▶ AIM: Quote the records below in full, exactly as given, with the images taken out.

▶ RECORDS PROVIDED:
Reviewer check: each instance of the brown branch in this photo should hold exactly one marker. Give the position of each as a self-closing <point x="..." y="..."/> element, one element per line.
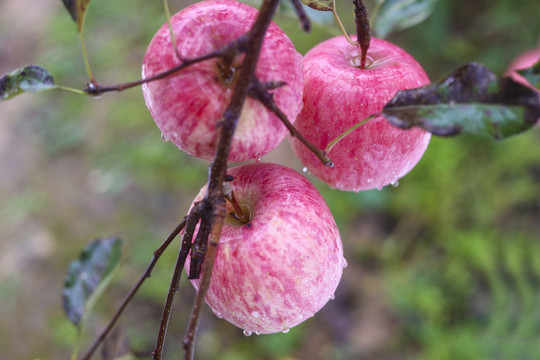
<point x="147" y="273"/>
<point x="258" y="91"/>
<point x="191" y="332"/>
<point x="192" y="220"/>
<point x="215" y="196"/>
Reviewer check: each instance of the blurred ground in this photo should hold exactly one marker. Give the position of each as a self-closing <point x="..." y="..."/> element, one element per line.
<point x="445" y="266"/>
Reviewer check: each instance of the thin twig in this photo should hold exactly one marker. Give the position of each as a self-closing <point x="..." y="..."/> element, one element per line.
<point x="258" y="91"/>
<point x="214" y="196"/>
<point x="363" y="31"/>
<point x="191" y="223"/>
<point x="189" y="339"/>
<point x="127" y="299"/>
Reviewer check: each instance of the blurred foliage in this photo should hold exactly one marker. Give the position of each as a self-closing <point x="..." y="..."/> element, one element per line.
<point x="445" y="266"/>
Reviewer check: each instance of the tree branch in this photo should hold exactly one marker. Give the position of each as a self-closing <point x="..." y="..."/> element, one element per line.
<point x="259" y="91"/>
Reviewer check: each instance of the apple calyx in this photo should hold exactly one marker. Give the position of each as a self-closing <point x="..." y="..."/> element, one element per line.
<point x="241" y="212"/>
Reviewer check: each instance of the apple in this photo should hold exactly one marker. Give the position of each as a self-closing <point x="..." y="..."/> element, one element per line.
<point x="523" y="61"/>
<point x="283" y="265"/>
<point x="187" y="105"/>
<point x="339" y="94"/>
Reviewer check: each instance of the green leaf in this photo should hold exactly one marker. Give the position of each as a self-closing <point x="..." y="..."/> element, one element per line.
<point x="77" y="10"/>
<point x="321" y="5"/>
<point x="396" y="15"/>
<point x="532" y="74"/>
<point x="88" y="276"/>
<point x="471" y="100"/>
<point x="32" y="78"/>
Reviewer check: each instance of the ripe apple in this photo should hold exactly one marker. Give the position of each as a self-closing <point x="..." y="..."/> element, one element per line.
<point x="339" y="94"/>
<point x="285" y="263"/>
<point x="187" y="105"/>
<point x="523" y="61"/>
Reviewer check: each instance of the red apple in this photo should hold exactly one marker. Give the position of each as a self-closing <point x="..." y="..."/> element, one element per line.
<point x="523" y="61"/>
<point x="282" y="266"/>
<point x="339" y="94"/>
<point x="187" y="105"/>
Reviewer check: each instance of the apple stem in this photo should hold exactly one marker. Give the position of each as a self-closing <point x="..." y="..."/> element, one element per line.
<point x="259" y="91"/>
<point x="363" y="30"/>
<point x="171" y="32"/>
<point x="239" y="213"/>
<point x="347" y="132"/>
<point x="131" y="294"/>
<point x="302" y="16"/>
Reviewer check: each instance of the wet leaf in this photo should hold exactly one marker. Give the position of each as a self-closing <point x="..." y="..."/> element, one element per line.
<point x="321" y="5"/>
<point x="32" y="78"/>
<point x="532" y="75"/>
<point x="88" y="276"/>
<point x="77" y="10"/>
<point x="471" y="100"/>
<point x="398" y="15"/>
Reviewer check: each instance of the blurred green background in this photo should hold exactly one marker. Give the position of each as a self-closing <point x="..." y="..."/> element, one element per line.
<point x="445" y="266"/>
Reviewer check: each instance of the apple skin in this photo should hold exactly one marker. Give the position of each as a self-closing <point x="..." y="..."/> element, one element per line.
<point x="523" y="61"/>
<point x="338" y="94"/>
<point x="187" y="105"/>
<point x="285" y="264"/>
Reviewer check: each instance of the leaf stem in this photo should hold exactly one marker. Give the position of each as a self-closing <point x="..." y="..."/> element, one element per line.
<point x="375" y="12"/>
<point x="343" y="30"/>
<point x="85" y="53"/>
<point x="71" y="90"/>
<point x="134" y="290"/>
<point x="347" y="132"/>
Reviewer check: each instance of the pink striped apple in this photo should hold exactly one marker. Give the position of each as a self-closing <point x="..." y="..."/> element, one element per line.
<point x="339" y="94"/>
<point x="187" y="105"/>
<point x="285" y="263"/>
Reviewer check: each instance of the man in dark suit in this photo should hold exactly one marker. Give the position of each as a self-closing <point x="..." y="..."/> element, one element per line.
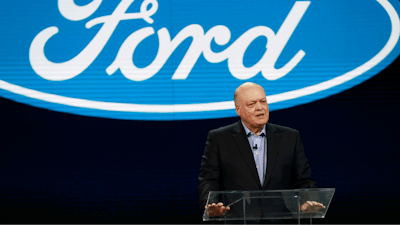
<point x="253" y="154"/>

▶ TASK SOLUTION:
Reviewer check: each instance of the brown branch in this photo should hold exactly one marker. Give the position of each as a self-closing <point x="..." y="..."/> element, one element per line.
<point x="147" y="273"/>
<point x="258" y="91"/>
<point x="191" y="332"/>
<point x="192" y="220"/>
<point x="215" y="196"/>
Reviewer check: each instance of the blurred ground in this photo should hold exactly one marker. Give the position of each as a self-closing <point x="..." y="..."/> element, one element per line.
<point x="445" y="266"/>
Reviewer check: each instance of the thin twig in this photo should hold exactly one marker. Give the position of each as a self-closing <point x="..." y="..."/> element, one element per line.
<point x="258" y="91"/>
<point x="214" y="196"/>
<point x="363" y="31"/>
<point x="191" y="223"/>
<point x="189" y="339"/>
<point x="127" y="299"/>
Reviewer check: each instance of the blurred foliage in this photo should hold exactly one marker. Give the position of each as a self-closing <point x="..." y="..."/> element, one element per line.
<point x="445" y="266"/>
Reviewer check: each instance of the tree branch in this photo should hold exactly one marker. Give the position of each as a self-closing <point x="..." y="..."/> element, one element per line.
<point x="259" y="91"/>
Reviewer check: each instance of the apple calyx in this photo should hold exactly one marker. Give the position of each as a self-closing <point x="..." y="..."/> element, one element per line.
<point x="241" y="212"/>
Reviewer check: each instance of the apple in this photo should hold exactly one marker. Give the position of each as a self-closing <point x="..." y="..."/> element, one element per line.
<point x="523" y="61"/>
<point x="283" y="265"/>
<point x="187" y="105"/>
<point x="339" y="94"/>
Reviewer check: each instance of the green leaf in this photo should hold exactly one marker. Give the position of each as a self-closing <point x="..." y="..."/> element, one element per line.
<point x="77" y="10"/>
<point x="321" y="5"/>
<point x="396" y="15"/>
<point x="532" y="74"/>
<point x="88" y="276"/>
<point x="471" y="100"/>
<point x="32" y="78"/>
Reviewer check: each instance of the ripe apple in this photo should hold exactly one marker. Give the position of each as a self-closing <point x="..." y="..."/> element, one element per line.
<point x="339" y="94"/>
<point x="285" y="263"/>
<point x="187" y="105"/>
<point x="523" y="61"/>
Reviewer check: each instance of the red apple in this photo should hold exactly one marker. Give the position of each as a self-closing <point x="..." y="..."/> element, one element per line.
<point x="523" y="61"/>
<point x="282" y="266"/>
<point x="339" y="94"/>
<point x="187" y="105"/>
Reviewer check: each instance of the apple stem in this photo should hold exactly one marker. Give the position of each as a self-closing <point x="..." y="..."/> element, one element per line.
<point x="259" y="91"/>
<point x="363" y="30"/>
<point x="171" y="32"/>
<point x="239" y="213"/>
<point x="347" y="132"/>
<point x="131" y="294"/>
<point x="302" y="16"/>
Reviewer check: each instance of the wet leaf in this photo should hold exactly one marker. Give the position of each as a self-closing <point x="..." y="..."/> element, one element per line.
<point x="321" y="5"/>
<point x="32" y="78"/>
<point x="532" y="75"/>
<point x="88" y="276"/>
<point x="77" y="10"/>
<point x="471" y="100"/>
<point x="398" y="15"/>
Reviewer check: each instance of the blurred green background in this photo should hold exactly one marker. Give the position of each as a self-closing <point x="..." y="..."/> element, one element per line.
<point x="445" y="266"/>
Reviewer check: each instance of the apple skin in this photo should hold exactly one marker. Give the position of each as a self-closing <point x="..." y="..."/> element, one element per line.
<point x="523" y="61"/>
<point x="338" y="94"/>
<point x="187" y="105"/>
<point x="285" y="264"/>
Reviewer check: each instance of the leaf stem in this photo should hold exactly one marker. Give the position of each as a self-closing <point x="..." y="..."/> element, one element per line.
<point x="375" y="12"/>
<point x="343" y="30"/>
<point x="85" y="53"/>
<point x="71" y="90"/>
<point x="134" y="290"/>
<point x="347" y="132"/>
Reviewer check: each instance of the pink striped apple in this photo should hold exactly one marker. Give the position of each as a self-closing <point x="..." y="..."/> element, one element per line.
<point x="339" y="94"/>
<point x="187" y="105"/>
<point x="285" y="263"/>
Reviewer check: each instance of the man in dark suit in this photo should hold exactly one marker. Give the position of each as a self-closing <point x="..." y="..."/> element, one element per line.
<point x="253" y="154"/>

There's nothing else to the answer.